Natural-language object grounding data:
+ + +

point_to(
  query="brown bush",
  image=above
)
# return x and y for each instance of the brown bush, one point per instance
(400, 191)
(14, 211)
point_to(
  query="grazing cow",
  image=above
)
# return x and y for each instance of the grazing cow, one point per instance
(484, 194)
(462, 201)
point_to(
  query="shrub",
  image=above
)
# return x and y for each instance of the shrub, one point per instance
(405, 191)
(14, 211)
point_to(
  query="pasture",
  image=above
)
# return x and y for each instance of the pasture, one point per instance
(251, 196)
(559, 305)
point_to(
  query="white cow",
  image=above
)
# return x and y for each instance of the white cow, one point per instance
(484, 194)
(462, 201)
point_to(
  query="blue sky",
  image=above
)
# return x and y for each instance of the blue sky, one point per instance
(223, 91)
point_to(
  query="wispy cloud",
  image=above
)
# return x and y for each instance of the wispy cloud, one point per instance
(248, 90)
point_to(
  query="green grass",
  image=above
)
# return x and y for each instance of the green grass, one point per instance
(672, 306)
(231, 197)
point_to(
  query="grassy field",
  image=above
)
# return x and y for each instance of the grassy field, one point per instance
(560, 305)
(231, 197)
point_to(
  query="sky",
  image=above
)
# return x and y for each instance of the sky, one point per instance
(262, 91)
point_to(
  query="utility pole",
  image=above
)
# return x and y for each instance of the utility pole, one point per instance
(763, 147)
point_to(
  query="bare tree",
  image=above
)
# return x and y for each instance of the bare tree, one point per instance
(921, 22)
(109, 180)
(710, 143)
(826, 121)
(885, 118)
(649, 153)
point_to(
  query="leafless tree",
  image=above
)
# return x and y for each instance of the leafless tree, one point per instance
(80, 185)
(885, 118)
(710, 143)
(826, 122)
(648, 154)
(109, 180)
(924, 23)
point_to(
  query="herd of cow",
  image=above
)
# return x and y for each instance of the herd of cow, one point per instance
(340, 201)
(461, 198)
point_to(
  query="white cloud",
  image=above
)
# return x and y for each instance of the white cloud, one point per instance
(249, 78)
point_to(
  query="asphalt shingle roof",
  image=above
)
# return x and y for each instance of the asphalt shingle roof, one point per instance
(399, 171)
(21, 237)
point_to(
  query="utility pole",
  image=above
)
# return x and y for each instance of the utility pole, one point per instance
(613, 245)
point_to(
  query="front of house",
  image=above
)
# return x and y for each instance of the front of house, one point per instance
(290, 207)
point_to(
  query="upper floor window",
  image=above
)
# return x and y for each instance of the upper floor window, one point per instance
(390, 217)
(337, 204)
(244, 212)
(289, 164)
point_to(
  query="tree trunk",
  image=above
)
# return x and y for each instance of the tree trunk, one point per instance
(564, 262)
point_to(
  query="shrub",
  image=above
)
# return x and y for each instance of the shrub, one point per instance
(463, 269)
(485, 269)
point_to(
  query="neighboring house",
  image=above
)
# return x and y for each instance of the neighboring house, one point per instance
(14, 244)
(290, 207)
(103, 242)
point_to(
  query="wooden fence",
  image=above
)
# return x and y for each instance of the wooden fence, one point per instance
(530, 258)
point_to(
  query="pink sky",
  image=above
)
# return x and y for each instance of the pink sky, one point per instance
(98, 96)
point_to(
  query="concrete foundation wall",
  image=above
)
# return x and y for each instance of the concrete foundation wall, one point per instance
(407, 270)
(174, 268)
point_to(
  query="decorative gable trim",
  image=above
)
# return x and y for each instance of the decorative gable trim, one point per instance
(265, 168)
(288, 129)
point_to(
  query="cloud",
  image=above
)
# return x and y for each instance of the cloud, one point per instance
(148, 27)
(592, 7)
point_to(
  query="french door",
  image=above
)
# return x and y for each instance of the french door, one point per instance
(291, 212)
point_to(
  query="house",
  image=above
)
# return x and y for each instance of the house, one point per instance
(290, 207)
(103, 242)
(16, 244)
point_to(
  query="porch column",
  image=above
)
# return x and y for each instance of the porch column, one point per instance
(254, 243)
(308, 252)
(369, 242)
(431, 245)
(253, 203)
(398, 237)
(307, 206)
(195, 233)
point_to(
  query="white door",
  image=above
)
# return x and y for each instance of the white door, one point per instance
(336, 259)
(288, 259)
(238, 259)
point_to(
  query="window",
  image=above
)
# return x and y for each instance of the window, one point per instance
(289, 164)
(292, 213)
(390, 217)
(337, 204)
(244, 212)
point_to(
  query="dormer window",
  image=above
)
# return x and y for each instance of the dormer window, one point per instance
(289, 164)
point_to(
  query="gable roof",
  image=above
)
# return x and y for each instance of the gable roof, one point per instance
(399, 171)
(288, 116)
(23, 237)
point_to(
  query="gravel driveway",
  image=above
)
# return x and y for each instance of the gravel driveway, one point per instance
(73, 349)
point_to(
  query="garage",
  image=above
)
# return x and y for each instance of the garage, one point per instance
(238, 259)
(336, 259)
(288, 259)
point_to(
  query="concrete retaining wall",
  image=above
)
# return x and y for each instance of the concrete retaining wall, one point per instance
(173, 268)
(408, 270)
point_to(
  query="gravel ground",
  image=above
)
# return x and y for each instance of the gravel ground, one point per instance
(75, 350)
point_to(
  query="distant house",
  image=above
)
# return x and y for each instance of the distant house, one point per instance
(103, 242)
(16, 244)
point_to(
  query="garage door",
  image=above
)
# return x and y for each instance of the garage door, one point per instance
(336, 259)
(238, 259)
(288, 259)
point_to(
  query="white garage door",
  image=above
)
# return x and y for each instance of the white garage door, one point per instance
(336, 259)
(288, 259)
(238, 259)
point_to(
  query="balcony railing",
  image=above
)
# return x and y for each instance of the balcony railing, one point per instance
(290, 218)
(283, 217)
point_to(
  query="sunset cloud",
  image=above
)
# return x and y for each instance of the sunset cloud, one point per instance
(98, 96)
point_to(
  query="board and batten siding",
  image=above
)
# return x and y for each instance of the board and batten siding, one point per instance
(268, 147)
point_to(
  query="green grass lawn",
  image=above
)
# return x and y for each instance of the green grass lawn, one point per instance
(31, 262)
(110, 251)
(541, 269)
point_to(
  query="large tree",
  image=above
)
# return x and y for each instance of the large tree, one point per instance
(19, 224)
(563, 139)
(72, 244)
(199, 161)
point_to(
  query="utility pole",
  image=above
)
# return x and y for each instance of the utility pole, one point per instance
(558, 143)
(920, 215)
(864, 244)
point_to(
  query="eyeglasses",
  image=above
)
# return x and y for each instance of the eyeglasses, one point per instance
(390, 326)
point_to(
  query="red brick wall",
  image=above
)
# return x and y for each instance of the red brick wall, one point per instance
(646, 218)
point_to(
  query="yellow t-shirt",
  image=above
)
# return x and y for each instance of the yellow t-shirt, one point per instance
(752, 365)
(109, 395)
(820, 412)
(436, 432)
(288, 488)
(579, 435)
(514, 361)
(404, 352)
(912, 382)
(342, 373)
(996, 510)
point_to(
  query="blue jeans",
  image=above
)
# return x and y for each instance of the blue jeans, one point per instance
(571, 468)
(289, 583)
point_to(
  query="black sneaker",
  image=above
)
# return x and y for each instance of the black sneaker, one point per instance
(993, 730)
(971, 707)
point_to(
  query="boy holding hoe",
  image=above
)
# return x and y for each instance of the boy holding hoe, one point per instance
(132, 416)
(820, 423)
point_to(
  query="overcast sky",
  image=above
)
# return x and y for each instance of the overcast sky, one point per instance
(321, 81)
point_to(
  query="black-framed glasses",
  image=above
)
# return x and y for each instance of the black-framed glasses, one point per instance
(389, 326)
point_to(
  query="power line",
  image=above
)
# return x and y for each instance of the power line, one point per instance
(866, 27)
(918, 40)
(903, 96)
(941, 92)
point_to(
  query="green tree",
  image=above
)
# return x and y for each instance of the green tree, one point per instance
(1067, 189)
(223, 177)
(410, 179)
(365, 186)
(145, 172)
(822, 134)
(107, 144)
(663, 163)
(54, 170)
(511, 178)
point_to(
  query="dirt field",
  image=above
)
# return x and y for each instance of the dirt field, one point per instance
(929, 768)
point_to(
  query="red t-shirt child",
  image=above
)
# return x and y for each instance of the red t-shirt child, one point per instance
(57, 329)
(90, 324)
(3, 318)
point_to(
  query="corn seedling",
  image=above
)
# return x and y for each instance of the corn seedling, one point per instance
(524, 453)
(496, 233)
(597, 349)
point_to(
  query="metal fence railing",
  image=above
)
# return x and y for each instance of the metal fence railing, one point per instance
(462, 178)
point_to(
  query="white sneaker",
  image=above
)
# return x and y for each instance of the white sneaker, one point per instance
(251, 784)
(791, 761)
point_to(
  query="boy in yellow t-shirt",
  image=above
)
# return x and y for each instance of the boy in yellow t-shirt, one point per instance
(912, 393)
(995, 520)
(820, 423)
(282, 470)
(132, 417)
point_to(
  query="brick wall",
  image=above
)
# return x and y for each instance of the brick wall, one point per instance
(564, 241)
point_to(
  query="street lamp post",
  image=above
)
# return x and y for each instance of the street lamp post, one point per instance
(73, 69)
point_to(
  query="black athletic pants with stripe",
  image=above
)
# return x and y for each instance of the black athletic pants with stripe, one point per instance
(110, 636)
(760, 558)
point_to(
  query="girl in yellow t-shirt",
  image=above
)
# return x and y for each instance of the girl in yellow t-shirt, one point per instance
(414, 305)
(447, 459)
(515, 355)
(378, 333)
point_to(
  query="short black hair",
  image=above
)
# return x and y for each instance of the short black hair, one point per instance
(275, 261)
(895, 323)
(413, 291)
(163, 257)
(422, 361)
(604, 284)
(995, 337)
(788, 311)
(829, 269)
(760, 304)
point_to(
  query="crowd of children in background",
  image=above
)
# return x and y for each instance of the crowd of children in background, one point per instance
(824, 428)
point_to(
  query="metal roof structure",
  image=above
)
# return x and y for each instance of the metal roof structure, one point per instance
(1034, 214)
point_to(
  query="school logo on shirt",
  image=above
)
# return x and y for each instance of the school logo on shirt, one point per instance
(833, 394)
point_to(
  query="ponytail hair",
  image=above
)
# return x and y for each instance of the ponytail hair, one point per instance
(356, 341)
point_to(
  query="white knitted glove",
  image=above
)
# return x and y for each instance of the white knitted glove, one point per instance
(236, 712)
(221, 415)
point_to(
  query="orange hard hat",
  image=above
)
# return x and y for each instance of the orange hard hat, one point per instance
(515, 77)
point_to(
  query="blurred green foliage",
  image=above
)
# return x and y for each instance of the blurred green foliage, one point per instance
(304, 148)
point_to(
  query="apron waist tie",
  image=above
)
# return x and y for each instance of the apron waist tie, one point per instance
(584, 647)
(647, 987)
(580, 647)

+ + +

What you return must match, line for line, the data from the line containing "# return x and y for each instance of the school" to its end, both ends included.

# return x and y for each instance of the school logo on shirt, one point per instance
(833, 394)
point_to(
  query="ponytail hair",
  image=above
)
# return x and y for each instance of the ponytail hair, one point per instance
(356, 341)
point_to(
  query="white knitted glove",
  image=above
)
# return x and y for each instance of the white knitted glove, one point per instance
(236, 712)
(221, 415)
point_to(
  query="orange hard hat",
  image=above
)
# return x and y for each instance of the orange hard hat, one point per instance
(515, 77)
point_to(
  query="blurred green foliage",
  image=above
)
# return x and y for each instance of the blurred green foliage, one point per instance
(304, 148)
point_to(
  query="apron waist tie",
  image=above
)
# return x and y for each instance of the apron waist tie, one point per instance
(584, 647)
(647, 987)
(580, 647)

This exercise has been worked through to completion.